# Things to do:
A. According to the passage on Kampo diagnosis, why did the authors conclude that the estimates of the evaluation scores were accurate? Answer in one to three sentences.
B. In the passage on Kampo diagnosis, what is the standard deviation for blood deficiency when the 2-dimensional kernel function is used?

# Exercise passage:
In the conventional Kampo diagnosis, Kampo physicians subjectively diagnose patients based on experience. Therefore, the results of diagnosis differ depending on Kampo physician. In addition, differences between patients are not clear, because Kampo diagnosis has not been quantified in the past.

Kampo physician said that physicians judge the disease state based on various information such as walking, tone, and size of voice in case of face-to-face observation. On the other hand, it is diagnosed only by observing the region where the complexion or gloss appears on electrical display. These disease states can be diagnosed through electronic display depending on method of acquiring information. We assume that more accurate diagnosis can be done on electronic display by correcting facial images captured in various environment.

Table 1 shows that the MSE for blood stagnation (0.32) and yin deficiency (0.42) were the most accurate, and these were calculated using the 2-dimensional kernel function. The MSE of blood deficiency (0.52) was the most accurate, and was calculated using the linear and 2-dimensional kernel functions. Therefore, the most accurate estimates of all three disease states were produced with the 2-dimensional kernel function. In addition, we calculate the standard deviations of each disease states in case of 2-dimensional kernel function. The standard deviations are 0.56 (blood stagnation), 0.71 (blood deficiency), and 0.64 (yin deficiency).

We used an evaluation score range of 1 (no disease state)–5 (severe disease state) with increments of (1) based on this evaluation criteria; the values adjacent are highly relevant. For example, we assume that it is little problem to estimate three when the correct value is (2) we considered that values adjacent to the estimated score represented sufficient accuracy of estimation. As mentioned above, the findings showed that the estimates of the evaluation scores were accurate, because the MSE and the standard deviations were lower than 1.0 and most of the estimated error was within the range of 1.0, as shown in Fig. 11.

# Extracted records:

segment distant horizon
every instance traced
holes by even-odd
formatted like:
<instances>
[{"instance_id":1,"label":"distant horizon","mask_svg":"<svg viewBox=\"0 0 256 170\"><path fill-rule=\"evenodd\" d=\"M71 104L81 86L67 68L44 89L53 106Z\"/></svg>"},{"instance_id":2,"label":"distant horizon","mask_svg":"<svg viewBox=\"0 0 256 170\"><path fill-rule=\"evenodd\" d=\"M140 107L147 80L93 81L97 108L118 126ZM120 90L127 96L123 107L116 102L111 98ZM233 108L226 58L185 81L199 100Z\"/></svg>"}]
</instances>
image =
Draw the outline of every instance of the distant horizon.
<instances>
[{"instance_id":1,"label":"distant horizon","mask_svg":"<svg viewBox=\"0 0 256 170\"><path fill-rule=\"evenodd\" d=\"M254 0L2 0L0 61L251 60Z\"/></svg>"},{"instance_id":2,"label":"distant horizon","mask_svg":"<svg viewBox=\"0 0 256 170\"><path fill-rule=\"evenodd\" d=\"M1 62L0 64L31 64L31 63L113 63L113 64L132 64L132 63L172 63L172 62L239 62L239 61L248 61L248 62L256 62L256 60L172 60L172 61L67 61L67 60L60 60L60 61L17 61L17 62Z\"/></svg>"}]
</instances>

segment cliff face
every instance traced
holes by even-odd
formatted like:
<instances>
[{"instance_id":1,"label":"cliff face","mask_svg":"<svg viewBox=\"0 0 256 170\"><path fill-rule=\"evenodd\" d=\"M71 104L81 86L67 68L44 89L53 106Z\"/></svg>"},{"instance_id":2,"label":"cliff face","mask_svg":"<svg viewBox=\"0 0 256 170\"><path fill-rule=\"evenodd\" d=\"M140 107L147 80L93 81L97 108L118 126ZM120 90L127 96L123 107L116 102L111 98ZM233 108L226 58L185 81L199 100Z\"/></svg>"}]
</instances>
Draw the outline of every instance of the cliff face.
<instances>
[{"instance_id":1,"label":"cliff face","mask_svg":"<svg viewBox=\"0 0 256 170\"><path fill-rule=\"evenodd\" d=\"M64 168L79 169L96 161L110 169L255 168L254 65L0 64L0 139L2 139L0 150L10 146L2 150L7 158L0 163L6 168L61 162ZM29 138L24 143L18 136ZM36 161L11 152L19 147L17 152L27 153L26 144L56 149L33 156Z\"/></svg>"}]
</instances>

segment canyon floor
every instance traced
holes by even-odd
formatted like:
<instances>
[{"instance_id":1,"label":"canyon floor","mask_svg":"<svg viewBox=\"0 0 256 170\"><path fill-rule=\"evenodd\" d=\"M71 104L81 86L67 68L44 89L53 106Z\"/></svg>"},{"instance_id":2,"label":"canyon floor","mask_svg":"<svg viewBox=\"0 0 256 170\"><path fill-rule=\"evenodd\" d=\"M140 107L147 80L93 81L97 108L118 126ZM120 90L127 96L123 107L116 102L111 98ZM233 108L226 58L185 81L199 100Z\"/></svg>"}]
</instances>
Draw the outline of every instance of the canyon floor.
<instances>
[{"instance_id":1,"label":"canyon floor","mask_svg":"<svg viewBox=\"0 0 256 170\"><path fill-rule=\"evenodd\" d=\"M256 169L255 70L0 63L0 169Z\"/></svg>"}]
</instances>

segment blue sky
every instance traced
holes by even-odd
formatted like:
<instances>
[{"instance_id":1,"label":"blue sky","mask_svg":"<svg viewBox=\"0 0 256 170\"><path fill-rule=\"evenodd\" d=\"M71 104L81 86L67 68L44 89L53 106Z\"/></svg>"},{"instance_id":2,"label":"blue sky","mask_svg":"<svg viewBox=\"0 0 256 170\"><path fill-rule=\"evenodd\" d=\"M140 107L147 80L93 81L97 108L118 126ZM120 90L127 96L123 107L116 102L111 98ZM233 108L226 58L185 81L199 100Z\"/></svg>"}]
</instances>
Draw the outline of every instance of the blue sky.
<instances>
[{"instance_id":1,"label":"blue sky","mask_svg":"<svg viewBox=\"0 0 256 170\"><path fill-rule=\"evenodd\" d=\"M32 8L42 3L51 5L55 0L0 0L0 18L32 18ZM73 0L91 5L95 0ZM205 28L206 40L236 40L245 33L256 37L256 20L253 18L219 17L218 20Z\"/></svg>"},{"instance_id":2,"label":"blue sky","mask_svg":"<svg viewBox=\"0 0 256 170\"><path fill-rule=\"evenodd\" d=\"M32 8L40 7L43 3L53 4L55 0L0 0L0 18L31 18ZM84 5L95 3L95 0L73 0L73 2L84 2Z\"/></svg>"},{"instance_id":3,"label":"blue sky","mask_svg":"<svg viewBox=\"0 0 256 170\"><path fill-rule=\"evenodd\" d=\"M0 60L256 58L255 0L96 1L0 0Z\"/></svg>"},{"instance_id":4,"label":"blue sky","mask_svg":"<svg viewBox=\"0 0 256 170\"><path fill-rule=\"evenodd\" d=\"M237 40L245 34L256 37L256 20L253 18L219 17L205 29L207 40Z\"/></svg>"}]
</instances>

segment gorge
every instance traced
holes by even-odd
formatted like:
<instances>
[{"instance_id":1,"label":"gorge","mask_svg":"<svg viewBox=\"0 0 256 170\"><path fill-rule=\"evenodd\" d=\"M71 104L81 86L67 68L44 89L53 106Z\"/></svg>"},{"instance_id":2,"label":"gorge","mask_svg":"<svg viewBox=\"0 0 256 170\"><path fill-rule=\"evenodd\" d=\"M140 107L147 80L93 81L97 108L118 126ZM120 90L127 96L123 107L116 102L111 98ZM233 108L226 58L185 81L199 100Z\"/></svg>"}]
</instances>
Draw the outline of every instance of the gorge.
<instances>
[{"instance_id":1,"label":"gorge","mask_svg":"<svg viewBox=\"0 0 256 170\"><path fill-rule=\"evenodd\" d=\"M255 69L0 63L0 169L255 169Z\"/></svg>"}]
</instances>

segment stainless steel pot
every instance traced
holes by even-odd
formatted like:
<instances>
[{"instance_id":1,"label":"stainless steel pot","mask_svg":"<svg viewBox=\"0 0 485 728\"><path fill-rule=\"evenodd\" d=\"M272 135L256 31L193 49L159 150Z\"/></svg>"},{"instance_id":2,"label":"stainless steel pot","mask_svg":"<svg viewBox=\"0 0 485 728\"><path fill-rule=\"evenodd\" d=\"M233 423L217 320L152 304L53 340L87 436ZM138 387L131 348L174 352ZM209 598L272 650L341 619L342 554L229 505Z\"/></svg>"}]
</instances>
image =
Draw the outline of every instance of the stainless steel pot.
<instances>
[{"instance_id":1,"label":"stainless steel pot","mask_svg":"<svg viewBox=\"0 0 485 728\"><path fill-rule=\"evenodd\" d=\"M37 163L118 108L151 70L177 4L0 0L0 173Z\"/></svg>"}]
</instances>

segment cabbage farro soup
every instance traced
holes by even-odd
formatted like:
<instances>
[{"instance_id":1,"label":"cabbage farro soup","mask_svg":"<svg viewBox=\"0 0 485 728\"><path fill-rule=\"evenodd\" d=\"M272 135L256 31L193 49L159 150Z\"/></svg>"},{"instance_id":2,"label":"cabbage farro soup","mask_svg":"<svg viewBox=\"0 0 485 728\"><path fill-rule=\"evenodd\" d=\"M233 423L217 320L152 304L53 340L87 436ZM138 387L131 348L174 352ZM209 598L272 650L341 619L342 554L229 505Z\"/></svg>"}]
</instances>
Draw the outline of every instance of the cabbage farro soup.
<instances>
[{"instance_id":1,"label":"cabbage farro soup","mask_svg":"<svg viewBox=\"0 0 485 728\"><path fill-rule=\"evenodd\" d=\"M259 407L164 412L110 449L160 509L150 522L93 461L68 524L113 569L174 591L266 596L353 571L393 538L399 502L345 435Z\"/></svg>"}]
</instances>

--

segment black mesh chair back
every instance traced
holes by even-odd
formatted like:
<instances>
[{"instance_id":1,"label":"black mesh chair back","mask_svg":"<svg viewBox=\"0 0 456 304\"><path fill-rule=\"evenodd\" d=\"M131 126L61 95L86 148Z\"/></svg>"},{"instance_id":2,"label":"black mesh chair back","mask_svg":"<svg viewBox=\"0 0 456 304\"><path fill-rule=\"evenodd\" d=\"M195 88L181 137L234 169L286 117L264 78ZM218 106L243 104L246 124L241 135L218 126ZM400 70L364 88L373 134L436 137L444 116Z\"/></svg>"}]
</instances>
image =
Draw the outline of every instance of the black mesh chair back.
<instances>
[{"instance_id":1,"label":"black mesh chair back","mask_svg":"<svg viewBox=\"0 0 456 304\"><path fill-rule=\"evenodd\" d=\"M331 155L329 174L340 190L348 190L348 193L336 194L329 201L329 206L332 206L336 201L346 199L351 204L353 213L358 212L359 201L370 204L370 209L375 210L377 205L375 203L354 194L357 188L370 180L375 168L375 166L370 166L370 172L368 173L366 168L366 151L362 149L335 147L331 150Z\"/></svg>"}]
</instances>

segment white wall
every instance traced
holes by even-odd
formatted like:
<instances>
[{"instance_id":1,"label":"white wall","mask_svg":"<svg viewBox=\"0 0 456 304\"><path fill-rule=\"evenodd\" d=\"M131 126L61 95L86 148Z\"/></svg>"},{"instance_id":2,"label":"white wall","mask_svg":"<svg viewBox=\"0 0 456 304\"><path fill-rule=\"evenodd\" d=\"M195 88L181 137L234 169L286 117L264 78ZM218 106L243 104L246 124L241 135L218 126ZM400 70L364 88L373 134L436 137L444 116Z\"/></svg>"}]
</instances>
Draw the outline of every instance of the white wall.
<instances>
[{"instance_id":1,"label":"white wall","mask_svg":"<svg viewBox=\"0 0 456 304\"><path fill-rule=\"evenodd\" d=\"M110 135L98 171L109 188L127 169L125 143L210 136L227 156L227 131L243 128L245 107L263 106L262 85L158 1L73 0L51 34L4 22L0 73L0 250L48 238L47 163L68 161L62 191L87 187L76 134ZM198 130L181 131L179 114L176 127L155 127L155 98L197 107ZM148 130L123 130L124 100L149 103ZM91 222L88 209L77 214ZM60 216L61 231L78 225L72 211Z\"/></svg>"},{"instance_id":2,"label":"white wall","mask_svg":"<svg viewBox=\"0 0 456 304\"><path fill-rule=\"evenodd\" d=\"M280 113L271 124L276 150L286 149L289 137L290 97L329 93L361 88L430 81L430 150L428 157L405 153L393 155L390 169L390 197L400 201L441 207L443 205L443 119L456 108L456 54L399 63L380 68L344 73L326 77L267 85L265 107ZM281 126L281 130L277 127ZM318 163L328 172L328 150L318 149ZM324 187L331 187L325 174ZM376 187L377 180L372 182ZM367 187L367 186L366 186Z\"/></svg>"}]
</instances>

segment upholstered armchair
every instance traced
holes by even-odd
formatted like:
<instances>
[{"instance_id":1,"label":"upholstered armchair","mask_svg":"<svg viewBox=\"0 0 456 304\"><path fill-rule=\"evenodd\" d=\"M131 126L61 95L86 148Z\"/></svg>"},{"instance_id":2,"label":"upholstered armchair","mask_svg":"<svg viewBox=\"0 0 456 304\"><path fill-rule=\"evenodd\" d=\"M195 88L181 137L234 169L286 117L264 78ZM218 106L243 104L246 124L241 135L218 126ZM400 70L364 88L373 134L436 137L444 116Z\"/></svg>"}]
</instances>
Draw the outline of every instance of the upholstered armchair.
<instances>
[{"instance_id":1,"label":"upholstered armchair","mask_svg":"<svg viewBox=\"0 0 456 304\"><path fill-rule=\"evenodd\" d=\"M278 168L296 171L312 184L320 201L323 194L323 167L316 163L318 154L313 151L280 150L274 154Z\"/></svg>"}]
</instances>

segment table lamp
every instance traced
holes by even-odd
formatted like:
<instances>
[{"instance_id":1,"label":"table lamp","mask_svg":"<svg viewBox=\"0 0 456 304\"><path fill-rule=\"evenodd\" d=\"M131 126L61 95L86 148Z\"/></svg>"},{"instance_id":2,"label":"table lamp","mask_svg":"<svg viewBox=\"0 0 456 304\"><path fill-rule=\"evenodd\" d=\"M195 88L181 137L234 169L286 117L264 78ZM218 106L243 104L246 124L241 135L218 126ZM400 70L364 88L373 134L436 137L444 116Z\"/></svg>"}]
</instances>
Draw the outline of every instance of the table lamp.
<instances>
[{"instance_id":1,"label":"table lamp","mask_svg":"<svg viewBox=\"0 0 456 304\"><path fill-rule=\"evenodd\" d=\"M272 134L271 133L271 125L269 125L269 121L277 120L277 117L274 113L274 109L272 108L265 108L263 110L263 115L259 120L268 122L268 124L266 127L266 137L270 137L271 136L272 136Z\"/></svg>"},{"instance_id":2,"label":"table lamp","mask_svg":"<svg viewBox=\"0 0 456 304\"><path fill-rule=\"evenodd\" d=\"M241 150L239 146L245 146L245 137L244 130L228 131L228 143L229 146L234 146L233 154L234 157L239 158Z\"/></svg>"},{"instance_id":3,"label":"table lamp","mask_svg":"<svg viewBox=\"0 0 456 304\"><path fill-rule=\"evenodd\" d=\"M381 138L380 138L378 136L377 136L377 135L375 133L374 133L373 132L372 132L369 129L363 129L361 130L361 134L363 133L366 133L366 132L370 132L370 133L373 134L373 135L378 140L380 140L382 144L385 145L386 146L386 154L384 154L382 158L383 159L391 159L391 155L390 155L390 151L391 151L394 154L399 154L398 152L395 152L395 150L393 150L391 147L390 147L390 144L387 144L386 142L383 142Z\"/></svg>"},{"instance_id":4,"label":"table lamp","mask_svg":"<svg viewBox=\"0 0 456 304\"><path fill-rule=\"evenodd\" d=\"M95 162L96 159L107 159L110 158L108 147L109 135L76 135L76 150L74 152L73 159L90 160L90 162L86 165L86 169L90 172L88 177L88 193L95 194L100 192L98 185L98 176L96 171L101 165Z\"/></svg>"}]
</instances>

# Answers to each task:
A. The authors concluded that the estimates were accurate because the MSE and the standard deviations were lower than 1.0, and most of the estimated error was within the range of 1.0. On the 1–5 scale, they considered values adjacent to the correct score to be sufficiently accurate estimates.

B. 0.71